Given text:
::::::

The purpose of Farmville is to build a farm, raise goats and other animals, and plant crops. There are a few oddities:
1. Whatever country the farm is located in, it is hot enough to grow tomatoes out of doors, but it started snowing yesterday. I believe the tomatoes continue to grow despite the snow.
2. It never rains at all. I have to water everything before it will grow, and water is a limited resource. Where I live, lack of water is never a problem - usually we have too much of it.
3. The little 3-d character that represents me in the game never walks - he only runs. It's great fun to water an entire field in a completely random order and watch him rushing backwards and forwards. When my friends Lanzababy, Rosie and Zube come to help me on the farm, they also rush around.
4. The goats produce milk and cheese. There's no work needed to make the cheese, it just pops out of the goats. And the fertiliser which the animals produce arrives neatly in bags.
I don't know how long I'll play this game but it is fun for the moment.
Raising Goats
Icy North Posted Dec 10, 2012
A word to the wise. Don't eat that cheese which pops out of the goats...

::::::

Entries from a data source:

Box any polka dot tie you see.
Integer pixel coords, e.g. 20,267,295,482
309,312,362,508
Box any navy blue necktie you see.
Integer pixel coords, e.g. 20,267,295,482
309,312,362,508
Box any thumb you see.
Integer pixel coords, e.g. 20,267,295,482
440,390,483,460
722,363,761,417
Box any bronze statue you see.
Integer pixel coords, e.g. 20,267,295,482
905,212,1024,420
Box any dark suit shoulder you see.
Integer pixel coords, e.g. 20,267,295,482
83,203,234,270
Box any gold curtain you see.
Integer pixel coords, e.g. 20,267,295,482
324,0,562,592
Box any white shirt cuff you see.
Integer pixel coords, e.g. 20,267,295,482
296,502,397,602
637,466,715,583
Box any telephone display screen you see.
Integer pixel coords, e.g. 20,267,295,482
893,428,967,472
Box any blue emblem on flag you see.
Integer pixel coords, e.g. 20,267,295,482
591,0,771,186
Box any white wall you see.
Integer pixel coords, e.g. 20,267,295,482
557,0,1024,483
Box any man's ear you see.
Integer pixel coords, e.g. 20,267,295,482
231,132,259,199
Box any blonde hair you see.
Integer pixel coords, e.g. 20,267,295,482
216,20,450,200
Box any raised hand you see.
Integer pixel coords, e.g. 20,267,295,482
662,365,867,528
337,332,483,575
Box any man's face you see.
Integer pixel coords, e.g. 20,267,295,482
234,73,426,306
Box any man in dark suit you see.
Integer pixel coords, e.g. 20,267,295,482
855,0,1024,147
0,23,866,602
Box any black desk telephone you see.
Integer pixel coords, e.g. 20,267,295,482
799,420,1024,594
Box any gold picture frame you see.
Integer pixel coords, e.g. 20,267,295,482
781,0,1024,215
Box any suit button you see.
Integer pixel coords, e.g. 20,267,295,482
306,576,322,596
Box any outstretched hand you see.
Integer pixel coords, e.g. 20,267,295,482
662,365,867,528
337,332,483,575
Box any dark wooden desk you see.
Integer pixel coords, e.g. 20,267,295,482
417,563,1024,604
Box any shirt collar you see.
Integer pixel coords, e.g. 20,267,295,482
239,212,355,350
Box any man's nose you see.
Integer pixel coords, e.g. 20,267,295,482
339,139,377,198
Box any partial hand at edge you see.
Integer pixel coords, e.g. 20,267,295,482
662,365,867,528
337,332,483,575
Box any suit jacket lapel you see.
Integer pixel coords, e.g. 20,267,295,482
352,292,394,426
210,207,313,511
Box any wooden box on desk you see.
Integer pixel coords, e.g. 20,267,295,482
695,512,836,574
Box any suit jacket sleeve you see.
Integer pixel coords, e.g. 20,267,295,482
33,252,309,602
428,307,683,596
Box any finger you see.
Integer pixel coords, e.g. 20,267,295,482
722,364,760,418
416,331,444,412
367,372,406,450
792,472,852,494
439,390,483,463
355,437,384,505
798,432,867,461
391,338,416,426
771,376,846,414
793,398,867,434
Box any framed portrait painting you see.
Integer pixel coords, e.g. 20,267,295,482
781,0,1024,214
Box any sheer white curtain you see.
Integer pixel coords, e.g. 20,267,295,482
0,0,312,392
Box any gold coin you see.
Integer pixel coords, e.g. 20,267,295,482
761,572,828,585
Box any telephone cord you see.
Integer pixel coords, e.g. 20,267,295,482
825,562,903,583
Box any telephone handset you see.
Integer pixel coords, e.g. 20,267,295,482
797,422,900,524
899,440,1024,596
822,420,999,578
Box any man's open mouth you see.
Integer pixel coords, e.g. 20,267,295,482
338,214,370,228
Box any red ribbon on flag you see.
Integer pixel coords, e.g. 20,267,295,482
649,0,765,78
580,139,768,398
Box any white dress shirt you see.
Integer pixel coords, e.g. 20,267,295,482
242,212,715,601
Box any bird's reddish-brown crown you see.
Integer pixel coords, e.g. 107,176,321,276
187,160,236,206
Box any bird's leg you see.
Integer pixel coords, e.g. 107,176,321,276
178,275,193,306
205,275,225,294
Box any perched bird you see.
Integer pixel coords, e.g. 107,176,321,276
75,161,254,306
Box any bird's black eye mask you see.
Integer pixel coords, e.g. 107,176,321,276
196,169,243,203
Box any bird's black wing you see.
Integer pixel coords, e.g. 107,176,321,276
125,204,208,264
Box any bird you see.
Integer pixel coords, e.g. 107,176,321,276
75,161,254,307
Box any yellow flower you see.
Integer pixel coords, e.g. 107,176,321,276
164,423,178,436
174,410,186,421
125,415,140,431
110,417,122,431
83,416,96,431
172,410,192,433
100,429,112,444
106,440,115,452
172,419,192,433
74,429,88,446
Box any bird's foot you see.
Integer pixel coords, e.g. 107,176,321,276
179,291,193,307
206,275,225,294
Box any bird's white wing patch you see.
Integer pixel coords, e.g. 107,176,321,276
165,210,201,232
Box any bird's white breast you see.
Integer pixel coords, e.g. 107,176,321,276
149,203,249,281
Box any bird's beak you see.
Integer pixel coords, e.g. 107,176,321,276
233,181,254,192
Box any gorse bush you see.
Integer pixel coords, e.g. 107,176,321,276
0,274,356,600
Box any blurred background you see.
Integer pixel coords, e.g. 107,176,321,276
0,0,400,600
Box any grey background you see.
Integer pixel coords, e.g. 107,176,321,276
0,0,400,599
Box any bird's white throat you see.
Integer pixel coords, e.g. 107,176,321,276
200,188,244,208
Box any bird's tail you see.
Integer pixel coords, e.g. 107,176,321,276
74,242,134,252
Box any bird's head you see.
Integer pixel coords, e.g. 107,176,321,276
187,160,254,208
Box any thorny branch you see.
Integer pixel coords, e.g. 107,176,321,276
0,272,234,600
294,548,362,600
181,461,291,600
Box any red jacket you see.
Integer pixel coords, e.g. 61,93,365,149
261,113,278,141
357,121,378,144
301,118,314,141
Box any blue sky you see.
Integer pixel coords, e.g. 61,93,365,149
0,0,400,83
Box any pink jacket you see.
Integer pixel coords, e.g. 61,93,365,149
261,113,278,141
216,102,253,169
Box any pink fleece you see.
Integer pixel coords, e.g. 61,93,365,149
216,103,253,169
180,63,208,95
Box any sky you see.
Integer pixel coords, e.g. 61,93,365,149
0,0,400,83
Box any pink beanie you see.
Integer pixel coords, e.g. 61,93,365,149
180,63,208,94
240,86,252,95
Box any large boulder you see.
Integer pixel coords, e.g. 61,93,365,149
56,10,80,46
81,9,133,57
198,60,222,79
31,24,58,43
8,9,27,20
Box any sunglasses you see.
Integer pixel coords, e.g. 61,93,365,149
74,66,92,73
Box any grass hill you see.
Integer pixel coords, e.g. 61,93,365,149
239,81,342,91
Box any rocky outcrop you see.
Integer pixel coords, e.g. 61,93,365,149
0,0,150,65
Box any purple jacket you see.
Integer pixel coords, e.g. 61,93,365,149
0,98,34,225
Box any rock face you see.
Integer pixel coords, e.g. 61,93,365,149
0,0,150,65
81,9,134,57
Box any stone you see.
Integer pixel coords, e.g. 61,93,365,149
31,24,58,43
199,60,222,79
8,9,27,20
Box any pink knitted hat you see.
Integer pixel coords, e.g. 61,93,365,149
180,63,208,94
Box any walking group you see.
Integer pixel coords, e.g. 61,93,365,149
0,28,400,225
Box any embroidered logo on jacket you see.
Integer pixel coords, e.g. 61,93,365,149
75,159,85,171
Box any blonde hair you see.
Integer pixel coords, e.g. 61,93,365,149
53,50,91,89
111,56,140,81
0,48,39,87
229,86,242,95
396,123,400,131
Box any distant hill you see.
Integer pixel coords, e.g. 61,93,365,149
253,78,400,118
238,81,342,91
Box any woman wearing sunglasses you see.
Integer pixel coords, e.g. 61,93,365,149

::::::

Problem requirements: Write the next part of the Farmville post, picking up right after its last sentence. You can ignore these entries.

Exercise result:
Raising Goats
Dmitri Gheorgheni, Post Editor Posted Dec 10, 2012
This sounds like a fun game.
When I saw your headline, I thought you were doing it for real. Which reminded me of this journalist from St Louis, Missouri. He moved to Ireland in the 1970s, and bought a little piece of land, under a law that allowed foreigners to do this only if the land weren't arable.
So he decided to raise goats. And write a weekly column about it - a blog, if you will, but before the internet. We found it highly entertaining.
So I was imagining you chasing goats...glad to hear they're virtual. My sister's had them, and says they're a handful.
Raising Goats
Gnomon - time to move on Posted Dec 10, 2012
When I was a child, my best friend's father decided he didn't like the city and bought a small piece of land about 20 miles into the countryside. The whole family moved there. He continued to commute into the city for his office job, but in his spare time kept a cow, a sheep and some chickens. He only had about 10 acres. I often stayed on their "farm" during the summer. I've also stayed on farms that had pigs, dairy cows, and turkeys, so I'm familiar with a few different types of farm animal. I've never dealt with goats, though.
Raising Goats
2legs - Hey, babe, take a walk on the wild side... Posted Dec 10, 2012
When I first saw the title of this thread, on my PS, I thought 'must be a 2legs journal'... then I realised I was 2legs, and it can't have been mine
I've milked goats before, on a smallholding a friend had when I was younger... They're weird critters... : It kept trying to drink its own milk out of the bucket as I was milking it mmmm goats cheese
Raising Goats
Dmitri Gheorgheni, Post Editor Posted Dec 10, 2012
My sister and her husband have a 'farm' like that. Live in the country, commute. It's a grand way to do it.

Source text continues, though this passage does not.